Scale the answers in the data, starting with its first line and going on through the line with "103 99 142 120". Rewrite every one of those lines, requests included and left unchanged, but multiply each bounding-box coordinate in the answers by 2.35 and round to whole numbers, with halves rounded up.

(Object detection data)
▬▬▬▬▬▬▬▬▬▬

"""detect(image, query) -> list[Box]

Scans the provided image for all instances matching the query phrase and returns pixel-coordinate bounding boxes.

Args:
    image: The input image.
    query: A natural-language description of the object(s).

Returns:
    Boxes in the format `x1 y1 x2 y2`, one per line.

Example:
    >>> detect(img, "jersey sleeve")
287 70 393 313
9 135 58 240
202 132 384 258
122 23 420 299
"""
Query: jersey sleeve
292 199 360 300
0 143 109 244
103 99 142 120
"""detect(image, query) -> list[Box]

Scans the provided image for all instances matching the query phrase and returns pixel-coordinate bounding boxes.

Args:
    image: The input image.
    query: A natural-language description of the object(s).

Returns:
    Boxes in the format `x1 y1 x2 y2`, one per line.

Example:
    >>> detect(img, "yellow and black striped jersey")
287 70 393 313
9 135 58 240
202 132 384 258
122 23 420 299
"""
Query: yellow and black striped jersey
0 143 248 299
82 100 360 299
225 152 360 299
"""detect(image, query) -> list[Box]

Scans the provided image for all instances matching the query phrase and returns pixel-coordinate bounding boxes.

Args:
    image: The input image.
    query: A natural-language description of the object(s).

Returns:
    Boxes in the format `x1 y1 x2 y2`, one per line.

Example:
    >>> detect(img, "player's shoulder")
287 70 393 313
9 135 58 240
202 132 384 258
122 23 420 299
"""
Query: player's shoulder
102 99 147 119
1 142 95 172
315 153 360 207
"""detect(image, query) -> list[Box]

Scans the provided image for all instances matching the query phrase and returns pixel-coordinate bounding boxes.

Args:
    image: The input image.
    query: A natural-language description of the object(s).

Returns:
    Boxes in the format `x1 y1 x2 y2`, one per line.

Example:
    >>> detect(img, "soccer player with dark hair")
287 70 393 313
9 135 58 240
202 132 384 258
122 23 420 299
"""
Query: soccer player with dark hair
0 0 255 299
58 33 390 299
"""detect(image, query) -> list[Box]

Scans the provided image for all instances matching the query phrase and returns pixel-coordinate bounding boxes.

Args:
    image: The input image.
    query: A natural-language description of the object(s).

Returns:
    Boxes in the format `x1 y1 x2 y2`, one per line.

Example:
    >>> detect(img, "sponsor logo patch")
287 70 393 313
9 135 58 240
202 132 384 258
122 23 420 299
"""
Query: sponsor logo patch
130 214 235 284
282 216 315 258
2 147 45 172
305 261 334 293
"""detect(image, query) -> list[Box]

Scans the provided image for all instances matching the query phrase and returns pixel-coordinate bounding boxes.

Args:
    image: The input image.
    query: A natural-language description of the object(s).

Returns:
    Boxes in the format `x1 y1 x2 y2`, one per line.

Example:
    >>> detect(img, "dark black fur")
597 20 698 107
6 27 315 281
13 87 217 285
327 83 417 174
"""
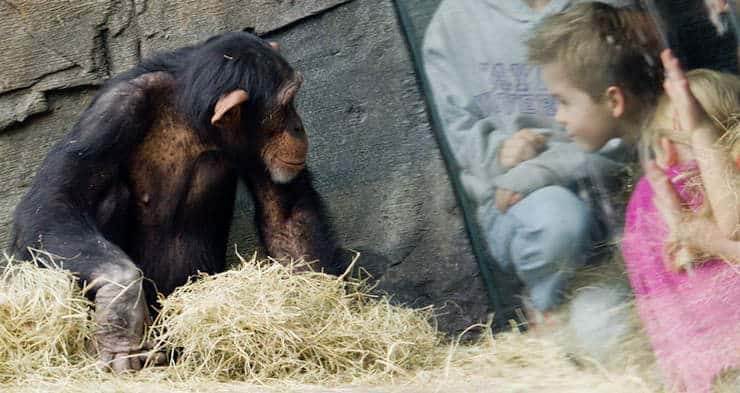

▬▬▬▬▬▬▬▬▬▬

Worked answer:
"""detect(image, query) -> list[Box]

Scans the provided image for all instances matching the query phrase and returns pixel-coordinate bounding boxes.

Args:
    image: The input image.
    query: A natural-language description of the object(s).

Returns:
    Boxes in the format `x1 y1 x2 y2`, one per line.

Example:
    >>> detect(img, "jersey sleeve")
287 70 393 313
9 135 58 240
202 132 384 258
122 23 420 299
"""
Query: jersey sleeve
686 468 846 705
0 336 256 573
242 233 334 282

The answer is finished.